MATERIAL PROVIDED:
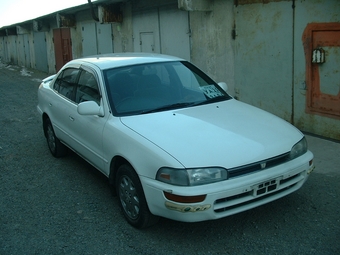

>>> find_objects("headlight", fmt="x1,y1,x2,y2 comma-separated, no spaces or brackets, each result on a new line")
156,167,228,186
289,137,307,159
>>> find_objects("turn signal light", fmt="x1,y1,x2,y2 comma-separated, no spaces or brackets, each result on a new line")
163,191,207,203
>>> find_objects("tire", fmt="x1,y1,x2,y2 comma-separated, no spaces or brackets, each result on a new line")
44,119,67,158
116,164,159,229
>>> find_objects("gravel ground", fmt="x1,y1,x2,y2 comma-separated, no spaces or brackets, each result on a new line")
0,63,340,255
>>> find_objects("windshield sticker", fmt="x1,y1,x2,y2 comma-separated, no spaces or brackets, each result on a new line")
200,85,223,98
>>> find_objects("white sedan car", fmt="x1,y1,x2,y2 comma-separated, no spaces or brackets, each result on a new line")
37,53,314,228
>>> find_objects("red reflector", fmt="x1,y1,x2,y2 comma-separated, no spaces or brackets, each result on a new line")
309,159,313,166
163,191,207,203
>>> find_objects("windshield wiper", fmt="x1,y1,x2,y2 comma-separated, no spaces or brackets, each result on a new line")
141,102,196,114
192,96,230,106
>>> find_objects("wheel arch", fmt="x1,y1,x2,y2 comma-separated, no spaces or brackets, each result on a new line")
109,156,136,195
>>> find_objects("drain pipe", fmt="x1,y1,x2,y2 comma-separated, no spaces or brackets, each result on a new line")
87,0,99,21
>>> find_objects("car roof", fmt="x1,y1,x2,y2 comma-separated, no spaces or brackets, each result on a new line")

SET EXERCISE:
Please rewrite these lines with every "white sedan car" changed to "white hatchback car" and nothing else altered, leaving out the pictures.

WRITTEN RESPONSE:
>>> find_objects("headlight", fmt="x1,y1,x2,y2 comma-separated, no spaces or brackets, each result on a new line")
156,167,228,186
289,137,307,159
>>> find_objects("turn signal light", fmt="x1,y1,x2,y2 comma-separated, no spaces or brackets, each result on a new line")
163,191,207,203
>>> find_objects("tire", fmt="x1,y1,x2,y2 comma-separated, no spaces or brackets, each result on a new line")
44,119,67,158
116,164,159,229
>>> find_objects("gravel ground", fmt="x1,y1,x2,y2 comma-separated, no spaces or brackets, each result on a new line")
0,63,340,255
>>> find_objects("windshield sticker", fmt="x1,y1,x2,y2 comma-separated, no spaces or brackets, each result on a new line")
200,85,223,98
>>> find_objects("white hatchback car", fmt="x1,y1,x2,y2 comma-separated, no spaces or brackets, each result on a new line")
37,53,314,228
>>> find_objects("red reflector", fmt="x1,y1,x2,y2 comma-separated, no spaces or brackets, each result on a new line")
309,159,313,166
163,191,207,203
>>> find_objects("windshield wiper", fmt="x1,y1,x2,y2 comma-separated, no spaces or brackets, each result on a new line")
141,102,196,114
192,96,230,106
>>> find_objects("wheel arch", fmt="x1,y1,x2,y2 comma-separated, no spaces or brackets, each result on a new line")
109,156,136,195
>>> find_objects("drain pipe", fmt="x1,y1,x2,y2 comma-separated, no spaces or brackets, each result on a new line")
87,0,99,21
>>> find_objects("car roof", fmt="x1,y1,x2,y2 comma-separated, no spaces or brackets, each result on a new line")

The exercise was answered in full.